Please output exactly the run of lines that starts at the line with "Keypoint placement for each instance of the door threshold: set" and ends at the last line of the records below.

════

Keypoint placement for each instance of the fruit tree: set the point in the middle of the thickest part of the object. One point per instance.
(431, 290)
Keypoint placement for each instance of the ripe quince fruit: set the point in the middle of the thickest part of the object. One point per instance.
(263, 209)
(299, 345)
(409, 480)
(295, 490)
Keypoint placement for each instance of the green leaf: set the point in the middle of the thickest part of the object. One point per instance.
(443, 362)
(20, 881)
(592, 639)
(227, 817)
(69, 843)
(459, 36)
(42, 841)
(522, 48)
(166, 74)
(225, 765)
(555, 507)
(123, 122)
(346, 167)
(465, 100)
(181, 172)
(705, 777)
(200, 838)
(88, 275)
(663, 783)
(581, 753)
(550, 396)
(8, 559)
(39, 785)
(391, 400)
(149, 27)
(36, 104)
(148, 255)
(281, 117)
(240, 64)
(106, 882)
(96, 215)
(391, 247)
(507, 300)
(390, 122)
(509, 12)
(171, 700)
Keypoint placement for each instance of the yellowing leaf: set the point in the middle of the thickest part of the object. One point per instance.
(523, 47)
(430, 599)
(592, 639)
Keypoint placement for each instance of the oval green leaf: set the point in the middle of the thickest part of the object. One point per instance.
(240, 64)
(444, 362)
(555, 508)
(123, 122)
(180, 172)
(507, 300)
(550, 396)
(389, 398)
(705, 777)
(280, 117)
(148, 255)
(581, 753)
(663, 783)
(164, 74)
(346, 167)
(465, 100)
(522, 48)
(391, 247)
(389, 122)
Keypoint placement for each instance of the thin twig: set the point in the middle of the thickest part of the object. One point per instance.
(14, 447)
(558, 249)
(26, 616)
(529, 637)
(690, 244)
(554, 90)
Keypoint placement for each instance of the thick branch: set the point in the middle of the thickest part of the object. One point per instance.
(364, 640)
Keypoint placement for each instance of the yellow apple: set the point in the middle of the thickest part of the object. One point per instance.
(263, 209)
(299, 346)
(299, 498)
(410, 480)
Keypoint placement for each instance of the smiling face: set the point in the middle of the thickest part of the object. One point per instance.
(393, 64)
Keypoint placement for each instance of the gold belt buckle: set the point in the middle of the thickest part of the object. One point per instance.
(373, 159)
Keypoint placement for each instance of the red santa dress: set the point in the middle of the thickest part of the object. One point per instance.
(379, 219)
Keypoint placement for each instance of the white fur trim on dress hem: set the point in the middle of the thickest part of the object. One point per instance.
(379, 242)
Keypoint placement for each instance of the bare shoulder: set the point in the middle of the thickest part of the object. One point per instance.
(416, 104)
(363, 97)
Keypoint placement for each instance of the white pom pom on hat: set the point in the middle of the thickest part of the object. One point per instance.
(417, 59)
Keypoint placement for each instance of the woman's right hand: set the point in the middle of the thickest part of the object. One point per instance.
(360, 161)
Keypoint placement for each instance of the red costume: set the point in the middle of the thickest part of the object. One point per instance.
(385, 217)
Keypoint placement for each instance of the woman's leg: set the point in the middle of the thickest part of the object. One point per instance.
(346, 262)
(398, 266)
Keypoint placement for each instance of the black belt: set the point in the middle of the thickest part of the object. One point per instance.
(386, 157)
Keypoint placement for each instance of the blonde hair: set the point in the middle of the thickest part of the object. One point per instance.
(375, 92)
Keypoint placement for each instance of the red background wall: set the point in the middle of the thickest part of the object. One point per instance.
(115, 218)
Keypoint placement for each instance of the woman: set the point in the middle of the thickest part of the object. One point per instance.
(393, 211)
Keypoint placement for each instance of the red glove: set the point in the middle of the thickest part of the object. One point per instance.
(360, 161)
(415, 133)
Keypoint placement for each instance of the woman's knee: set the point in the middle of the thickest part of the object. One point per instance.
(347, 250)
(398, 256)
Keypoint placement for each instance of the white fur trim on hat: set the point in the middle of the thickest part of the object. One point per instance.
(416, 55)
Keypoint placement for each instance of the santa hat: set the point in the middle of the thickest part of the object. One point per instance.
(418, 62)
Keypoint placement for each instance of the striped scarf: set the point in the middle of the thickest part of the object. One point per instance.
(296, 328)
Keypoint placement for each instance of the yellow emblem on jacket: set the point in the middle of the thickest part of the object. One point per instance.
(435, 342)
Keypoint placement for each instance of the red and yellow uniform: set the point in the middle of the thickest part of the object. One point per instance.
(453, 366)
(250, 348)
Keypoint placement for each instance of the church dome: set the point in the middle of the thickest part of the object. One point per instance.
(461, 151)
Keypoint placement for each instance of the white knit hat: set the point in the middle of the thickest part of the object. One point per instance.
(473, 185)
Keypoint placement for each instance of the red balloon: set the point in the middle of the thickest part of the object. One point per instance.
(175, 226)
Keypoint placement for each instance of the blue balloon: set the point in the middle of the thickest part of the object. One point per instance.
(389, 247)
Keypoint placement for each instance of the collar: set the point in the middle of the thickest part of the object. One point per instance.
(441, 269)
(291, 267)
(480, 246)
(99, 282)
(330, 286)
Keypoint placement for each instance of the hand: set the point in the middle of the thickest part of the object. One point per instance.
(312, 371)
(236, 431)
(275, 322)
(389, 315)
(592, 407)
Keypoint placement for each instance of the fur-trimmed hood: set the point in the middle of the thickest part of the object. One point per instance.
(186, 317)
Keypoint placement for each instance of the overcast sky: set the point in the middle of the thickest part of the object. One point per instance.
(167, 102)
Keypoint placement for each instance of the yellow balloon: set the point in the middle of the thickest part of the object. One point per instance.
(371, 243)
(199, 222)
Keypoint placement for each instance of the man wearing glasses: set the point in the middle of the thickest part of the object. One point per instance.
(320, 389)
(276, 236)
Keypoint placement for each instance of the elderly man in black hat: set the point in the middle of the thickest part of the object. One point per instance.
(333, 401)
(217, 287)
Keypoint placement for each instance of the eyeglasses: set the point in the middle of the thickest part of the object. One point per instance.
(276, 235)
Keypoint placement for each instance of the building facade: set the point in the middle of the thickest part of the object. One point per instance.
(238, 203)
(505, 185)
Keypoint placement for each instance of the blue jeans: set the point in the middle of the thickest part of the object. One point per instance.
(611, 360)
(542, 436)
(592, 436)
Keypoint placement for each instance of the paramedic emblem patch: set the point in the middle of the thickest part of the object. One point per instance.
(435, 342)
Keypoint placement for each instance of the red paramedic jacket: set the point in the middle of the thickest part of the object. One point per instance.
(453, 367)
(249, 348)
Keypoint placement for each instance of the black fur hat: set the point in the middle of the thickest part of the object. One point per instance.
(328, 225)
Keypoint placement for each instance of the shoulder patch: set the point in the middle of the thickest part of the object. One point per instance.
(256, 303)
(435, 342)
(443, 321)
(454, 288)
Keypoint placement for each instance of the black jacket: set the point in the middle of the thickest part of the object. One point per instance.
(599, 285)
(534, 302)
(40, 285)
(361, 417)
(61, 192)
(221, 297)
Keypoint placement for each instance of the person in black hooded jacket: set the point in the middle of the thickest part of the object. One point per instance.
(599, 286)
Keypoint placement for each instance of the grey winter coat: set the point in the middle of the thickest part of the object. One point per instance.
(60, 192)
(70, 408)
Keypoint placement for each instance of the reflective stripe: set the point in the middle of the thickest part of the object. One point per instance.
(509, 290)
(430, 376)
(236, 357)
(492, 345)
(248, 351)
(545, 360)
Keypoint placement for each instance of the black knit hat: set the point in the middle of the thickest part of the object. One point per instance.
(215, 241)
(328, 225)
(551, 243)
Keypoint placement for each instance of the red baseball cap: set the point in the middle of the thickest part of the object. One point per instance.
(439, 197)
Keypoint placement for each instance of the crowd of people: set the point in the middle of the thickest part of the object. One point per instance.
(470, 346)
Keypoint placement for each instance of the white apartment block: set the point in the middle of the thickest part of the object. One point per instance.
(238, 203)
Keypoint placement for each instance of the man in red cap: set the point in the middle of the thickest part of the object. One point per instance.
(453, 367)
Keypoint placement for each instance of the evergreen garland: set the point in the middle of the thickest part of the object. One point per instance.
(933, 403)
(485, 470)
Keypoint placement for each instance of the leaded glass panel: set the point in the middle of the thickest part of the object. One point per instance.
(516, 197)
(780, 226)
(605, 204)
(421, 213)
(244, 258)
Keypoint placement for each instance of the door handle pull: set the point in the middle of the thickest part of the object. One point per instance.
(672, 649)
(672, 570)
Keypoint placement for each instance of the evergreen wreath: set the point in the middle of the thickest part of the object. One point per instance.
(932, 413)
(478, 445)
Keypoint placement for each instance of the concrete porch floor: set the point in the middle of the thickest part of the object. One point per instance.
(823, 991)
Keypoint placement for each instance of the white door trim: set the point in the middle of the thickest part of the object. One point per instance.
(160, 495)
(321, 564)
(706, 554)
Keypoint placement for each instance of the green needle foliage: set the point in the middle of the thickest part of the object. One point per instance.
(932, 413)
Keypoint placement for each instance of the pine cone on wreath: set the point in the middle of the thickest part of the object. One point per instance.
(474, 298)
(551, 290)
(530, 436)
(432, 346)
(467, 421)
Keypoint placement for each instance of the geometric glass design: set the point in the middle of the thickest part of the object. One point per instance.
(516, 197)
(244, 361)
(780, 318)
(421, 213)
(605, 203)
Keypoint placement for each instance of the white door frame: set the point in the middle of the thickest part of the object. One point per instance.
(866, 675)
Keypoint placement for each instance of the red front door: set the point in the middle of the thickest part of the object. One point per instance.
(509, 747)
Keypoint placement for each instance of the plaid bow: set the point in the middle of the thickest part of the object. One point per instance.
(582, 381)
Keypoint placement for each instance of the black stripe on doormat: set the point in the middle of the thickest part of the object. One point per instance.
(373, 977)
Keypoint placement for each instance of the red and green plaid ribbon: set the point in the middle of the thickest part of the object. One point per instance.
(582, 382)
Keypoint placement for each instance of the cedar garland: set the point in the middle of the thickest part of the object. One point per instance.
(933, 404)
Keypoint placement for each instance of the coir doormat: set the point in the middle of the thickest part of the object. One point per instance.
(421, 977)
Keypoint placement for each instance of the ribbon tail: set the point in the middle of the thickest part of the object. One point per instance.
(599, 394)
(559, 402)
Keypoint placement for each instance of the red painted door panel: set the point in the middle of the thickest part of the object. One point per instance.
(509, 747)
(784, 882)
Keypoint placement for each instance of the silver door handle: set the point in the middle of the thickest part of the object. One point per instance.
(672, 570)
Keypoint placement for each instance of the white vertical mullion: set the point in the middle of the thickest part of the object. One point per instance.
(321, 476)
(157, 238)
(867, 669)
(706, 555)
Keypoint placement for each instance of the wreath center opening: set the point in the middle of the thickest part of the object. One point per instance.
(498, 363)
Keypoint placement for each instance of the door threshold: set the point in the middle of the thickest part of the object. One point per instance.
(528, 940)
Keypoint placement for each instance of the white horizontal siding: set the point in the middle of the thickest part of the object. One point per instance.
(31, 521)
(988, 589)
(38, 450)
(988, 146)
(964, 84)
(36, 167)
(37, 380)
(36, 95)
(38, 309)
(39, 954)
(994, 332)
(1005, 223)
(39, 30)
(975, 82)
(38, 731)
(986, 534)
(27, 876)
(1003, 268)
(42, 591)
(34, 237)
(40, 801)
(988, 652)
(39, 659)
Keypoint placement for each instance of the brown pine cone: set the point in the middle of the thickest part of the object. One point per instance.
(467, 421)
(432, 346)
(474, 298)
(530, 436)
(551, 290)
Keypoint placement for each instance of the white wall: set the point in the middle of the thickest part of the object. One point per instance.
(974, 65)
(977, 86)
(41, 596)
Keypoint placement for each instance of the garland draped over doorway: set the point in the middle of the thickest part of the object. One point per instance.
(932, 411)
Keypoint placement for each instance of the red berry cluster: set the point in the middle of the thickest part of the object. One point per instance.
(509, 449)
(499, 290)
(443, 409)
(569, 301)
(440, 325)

════

_Output for this task_
Keypoint placement for each instance of the door threshold: set the point in the middle of the thickest part of the object. One point per instance.
(528, 940)
Keypoint placement for each instance of the white horizontal siding: set the point in the middle of the thickest part of the object. One point per instance.
(31, 521)
(988, 589)
(38, 450)
(988, 146)
(964, 84)
(36, 167)
(37, 380)
(36, 95)
(38, 309)
(39, 954)
(994, 332)
(1005, 223)
(39, 30)
(975, 82)
(38, 731)
(986, 534)
(27, 876)
(1003, 268)
(42, 591)
(34, 237)
(40, 801)
(988, 652)
(39, 659)
Keypoint placement for each instance of the brown pine cone: set the point in the middle of the thickest part of the object. One point per instance.
(467, 421)
(432, 346)
(474, 298)
(530, 436)
(551, 290)
Keypoint placement for each instance of the white wall: set the point in the middle of the thickest part of the object. One point per instance.
(974, 65)
(977, 86)
(41, 596)
Keypoint placement for each instance of the garland draped over doorway: set the point in the middle of the thickest part of the object. One point per instance.
(932, 411)
Keypoint placement for each instance of the red berry cluster: set the point in the middle of the thickest part of the object. One point per instance.
(509, 449)
(499, 290)
(443, 409)
(569, 301)
(440, 325)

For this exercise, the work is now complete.